§ Stated goal
Print, character for character, the lines of the records from the one containing "Segment the floral" through the last line of the records, with both ends included.

* * * * * * *

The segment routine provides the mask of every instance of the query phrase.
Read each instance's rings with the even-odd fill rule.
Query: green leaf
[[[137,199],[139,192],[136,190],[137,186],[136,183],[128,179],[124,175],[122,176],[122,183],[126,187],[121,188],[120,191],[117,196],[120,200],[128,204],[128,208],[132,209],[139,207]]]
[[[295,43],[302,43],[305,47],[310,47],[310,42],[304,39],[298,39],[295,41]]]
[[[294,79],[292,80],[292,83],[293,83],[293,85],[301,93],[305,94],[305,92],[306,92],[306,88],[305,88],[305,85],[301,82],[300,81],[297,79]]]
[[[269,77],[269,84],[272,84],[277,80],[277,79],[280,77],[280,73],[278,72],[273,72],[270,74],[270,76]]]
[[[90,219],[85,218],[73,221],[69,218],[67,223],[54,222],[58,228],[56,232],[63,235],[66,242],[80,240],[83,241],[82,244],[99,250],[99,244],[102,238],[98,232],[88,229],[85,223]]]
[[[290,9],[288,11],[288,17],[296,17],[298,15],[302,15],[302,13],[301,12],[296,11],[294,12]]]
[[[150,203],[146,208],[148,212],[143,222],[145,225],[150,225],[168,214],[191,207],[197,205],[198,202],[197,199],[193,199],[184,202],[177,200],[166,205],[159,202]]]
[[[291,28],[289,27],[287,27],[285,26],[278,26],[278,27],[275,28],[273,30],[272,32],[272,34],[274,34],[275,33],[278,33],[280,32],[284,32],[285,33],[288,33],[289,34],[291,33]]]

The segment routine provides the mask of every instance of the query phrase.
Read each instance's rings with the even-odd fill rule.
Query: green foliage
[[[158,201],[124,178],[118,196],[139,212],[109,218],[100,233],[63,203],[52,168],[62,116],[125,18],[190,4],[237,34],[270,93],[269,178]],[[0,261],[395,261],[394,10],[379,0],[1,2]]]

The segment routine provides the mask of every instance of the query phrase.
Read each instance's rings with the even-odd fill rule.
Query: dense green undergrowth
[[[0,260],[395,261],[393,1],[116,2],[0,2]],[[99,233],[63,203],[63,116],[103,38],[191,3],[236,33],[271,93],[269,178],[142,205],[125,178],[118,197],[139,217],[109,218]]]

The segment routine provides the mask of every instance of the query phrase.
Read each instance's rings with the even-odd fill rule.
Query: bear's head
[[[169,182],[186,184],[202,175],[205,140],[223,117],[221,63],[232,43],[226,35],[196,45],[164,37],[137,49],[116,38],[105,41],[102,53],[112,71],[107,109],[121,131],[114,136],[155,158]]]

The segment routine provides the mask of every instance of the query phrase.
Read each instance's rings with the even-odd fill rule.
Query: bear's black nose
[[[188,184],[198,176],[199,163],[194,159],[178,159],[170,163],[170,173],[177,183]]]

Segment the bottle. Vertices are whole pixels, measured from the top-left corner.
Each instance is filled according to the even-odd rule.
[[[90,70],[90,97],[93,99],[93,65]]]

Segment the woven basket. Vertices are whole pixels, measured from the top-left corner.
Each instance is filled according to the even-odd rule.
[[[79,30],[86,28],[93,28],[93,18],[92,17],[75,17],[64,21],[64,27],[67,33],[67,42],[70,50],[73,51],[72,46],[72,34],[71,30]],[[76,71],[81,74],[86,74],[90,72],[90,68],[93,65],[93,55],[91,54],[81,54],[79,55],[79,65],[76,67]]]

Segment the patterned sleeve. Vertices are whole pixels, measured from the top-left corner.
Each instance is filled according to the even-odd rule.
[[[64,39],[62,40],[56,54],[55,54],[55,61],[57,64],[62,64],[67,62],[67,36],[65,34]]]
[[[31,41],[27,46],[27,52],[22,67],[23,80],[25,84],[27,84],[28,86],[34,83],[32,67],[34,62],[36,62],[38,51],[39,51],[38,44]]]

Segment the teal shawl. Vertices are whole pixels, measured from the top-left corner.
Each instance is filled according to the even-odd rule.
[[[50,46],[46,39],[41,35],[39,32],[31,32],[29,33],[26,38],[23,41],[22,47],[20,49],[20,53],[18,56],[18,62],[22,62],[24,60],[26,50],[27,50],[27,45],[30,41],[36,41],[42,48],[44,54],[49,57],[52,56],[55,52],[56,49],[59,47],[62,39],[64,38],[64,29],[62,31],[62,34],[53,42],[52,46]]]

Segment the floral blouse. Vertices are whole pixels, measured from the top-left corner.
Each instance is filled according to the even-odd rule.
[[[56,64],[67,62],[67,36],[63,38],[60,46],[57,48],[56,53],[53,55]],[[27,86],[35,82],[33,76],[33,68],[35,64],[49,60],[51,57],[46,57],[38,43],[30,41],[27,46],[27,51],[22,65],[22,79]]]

* * * * * * *

§ Answer to the task
Segment the floral blouse. Vertices are whole pixels, measured from the top-left corner.
Each instance is filled according to the even-odd rule.
[[[56,64],[67,62],[67,36],[63,38],[60,46],[57,48],[56,53],[53,55]],[[27,86],[35,82],[33,76],[33,68],[35,64],[49,60],[51,57],[46,57],[38,43],[30,41],[27,46],[27,51],[22,65],[22,79]]]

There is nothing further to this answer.